» **Required task**
Revise the records below by substituting "Selected points" for every occurrence of "Marked points", leaving all other text unchanged.

» **Records to process**
*-*-*
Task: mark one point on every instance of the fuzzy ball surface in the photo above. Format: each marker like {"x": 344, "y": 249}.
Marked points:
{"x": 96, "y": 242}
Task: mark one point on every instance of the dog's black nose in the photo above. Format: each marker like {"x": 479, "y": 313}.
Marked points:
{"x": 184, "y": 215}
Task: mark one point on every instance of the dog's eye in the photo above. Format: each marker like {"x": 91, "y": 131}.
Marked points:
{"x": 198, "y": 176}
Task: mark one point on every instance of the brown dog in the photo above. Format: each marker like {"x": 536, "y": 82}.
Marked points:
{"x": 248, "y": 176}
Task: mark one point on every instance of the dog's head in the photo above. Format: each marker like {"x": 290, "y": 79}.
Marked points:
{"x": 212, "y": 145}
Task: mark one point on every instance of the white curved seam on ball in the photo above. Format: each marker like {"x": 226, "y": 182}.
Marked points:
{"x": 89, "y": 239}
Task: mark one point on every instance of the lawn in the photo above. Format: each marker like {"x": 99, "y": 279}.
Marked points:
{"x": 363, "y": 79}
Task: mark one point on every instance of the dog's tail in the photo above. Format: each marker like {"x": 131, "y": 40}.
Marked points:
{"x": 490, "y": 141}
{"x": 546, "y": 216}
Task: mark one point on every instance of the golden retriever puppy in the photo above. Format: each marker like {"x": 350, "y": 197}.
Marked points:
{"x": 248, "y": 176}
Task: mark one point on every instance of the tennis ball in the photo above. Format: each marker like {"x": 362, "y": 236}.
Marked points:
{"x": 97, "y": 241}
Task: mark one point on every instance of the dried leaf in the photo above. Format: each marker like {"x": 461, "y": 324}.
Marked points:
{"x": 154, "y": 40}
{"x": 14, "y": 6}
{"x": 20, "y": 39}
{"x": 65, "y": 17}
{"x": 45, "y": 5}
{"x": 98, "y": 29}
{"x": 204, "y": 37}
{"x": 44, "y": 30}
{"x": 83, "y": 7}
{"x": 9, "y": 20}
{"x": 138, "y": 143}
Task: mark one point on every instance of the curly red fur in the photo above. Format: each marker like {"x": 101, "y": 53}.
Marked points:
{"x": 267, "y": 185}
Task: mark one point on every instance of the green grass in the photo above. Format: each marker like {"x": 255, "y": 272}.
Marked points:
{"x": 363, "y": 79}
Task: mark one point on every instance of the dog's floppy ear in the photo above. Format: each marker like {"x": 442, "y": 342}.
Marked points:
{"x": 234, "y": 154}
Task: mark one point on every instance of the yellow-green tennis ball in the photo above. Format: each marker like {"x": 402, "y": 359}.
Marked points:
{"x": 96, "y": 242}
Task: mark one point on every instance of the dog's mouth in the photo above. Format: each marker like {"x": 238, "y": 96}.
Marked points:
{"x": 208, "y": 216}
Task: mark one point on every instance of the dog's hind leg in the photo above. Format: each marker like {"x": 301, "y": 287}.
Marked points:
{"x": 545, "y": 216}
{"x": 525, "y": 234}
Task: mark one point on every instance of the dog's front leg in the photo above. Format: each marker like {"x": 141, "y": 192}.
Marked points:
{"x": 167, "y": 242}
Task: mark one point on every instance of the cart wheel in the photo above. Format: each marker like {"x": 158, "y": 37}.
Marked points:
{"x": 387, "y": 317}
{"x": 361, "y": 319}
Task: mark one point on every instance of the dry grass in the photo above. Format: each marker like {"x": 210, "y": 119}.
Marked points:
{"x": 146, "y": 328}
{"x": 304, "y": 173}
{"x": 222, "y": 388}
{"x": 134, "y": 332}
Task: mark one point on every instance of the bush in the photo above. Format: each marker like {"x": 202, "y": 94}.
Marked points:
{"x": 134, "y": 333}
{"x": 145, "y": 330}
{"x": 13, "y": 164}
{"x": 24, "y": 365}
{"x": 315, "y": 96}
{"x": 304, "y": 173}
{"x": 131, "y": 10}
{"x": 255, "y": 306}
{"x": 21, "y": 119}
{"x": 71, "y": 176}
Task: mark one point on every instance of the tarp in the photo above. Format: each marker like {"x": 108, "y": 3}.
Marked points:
*-*-*
» **Solved exercise**
Task: mark one point on every instance of the fuzzy ball surface in the photo above. Format: each marker like {"x": 344, "y": 249}.
Selected points:
{"x": 96, "y": 242}
Task: mark one point on every instance of the dog's black nose in the photo above. Format: each marker like {"x": 479, "y": 313}.
Selected points:
{"x": 184, "y": 215}
Task: mark one point on every instance of the dog's eye in the photo above. Format: each marker like {"x": 91, "y": 131}.
Selected points:
{"x": 198, "y": 176}
Task: mark one point on every instance of the brown dog in the photo above. Format: each marker like {"x": 536, "y": 82}.
Selected points:
{"x": 248, "y": 176}
Task: mark one point on every instance of the dog's head in the photo above. Format: each marker like {"x": 290, "y": 79}.
Selected points:
{"x": 212, "y": 145}
Task: mark one point on every instance of the white curved seam on ball in the photo above. Format: each marker like {"x": 226, "y": 182}.
Selected points:
{"x": 89, "y": 239}
Task: mark one point on every instance of the lawn in the photo above. Format: each marker like {"x": 99, "y": 279}.
Selected points:
{"x": 363, "y": 79}
Task: mark one point on every instance of the dog's tail in the photo above. Format: each marker like {"x": 131, "y": 40}.
Selected points:
{"x": 490, "y": 141}
{"x": 546, "y": 216}
Task: mark one point on every instance of the golden retriever puppy in the photo above. Format: each marker like {"x": 350, "y": 197}.
Selected points:
{"x": 248, "y": 176}
Task: mark one point on every instance of the tennis ball in the photo above. Format: each marker like {"x": 362, "y": 236}.
Selected points:
{"x": 97, "y": 241}
Task: mark one point on every instance of the dried leaf in the photo above. Format: each marker like {"x": 461, "y": 324}.
Selected points:
{"x": 154, "y": 40}
{"x": 14, "y": 6}
{"x": 20, "y": 39}
{"x": 65, "y": 17}
{"x": 45, "y": 5}
{"x": 98, "y": 29}
{"x": 204, "y": 37}
{"x": 44, "y": 30}
{"x": 83, "y": 7}
{"x": 9, "y": 20}
{"x": 138, "y": 143}
Task: mark one point on every instance of the curly red fur in the photo above. Format: each marker like {"x": 101, "y": 53}.
Selected points:
{"x": 267, "y": 185}
Task: mark one point on every instance of the green grass in the photo above. Format: each marker like {"x": 255, "y": 272}.
Selected points:
{"x": 363, "y": 79}
Task: mark one point on every instance of the dog's floppy ear in the photo above. Format: each marker like {"x": 442, "y": 342}.
Selected points:
{"x": 234, "y": 154}
Task: mark one point on every instance of the yellow-green tennis ball in the photo above. Format: each marker like {"x": 402, "y": 359}.
Selected points:
{"x": 96, "y": 242}
Task: mark one point on every instance of the dog's mouth in the photo above. Format: each marker like {"x": 238, "y": 96}.
Selected points:
{"x": 208, "y": 216}
Task: mark one point on every instance of the dog's hind leg in the photo above. Format: each marker like {"x": 301, "y": 287}.
Selected points:
{"x": 545, "y": 216}
{"x": 525, "y": 234}
Task: mark one point on every instance of the dog's front leg in the photo above. Format: each marker like {"x": 141, "y": 192}.
Selected points:
{"x": 167, "y": 242}
Task: mark one point on every instance of the cart wheel in the photo above. Format: each marker like {"x": 158, "y": 37}.
Selected points:
{"x": 387, "y": 317}
{"x": 361, "y": 319}
Task: mark one point on every instance of the dry grass in the photo above. Format: each marker like {"x": 210, "y": 119}.
Selected points:
{"x": 146, "y": 328}
{"x": 304, "y": 173}
{"x": 222, "y": 388}
{"x": 134, "y": 332}
Task: mark one point on every instance of the bush in the photo above. Format: each marker like {"x": 202, "y": 94}.
Selected points:
{"x": 134, "y": 333}
{"x": 145, "y": 330}
{"x": 13, "y": 164}
{"x": 24, "y": 365}
{"x": 315, "y": 96}
{"x": 304, "y": 173}
{"x": 131, "y": 10}
{"x": 255, "y": 306}
{"x": 21, "y": 119}
{"x": 71, "y": 176}
Task: mark one point on every instance of the tarp in the photo above. Format: each marker like {"x": 108, "y": 3}.
Selected points:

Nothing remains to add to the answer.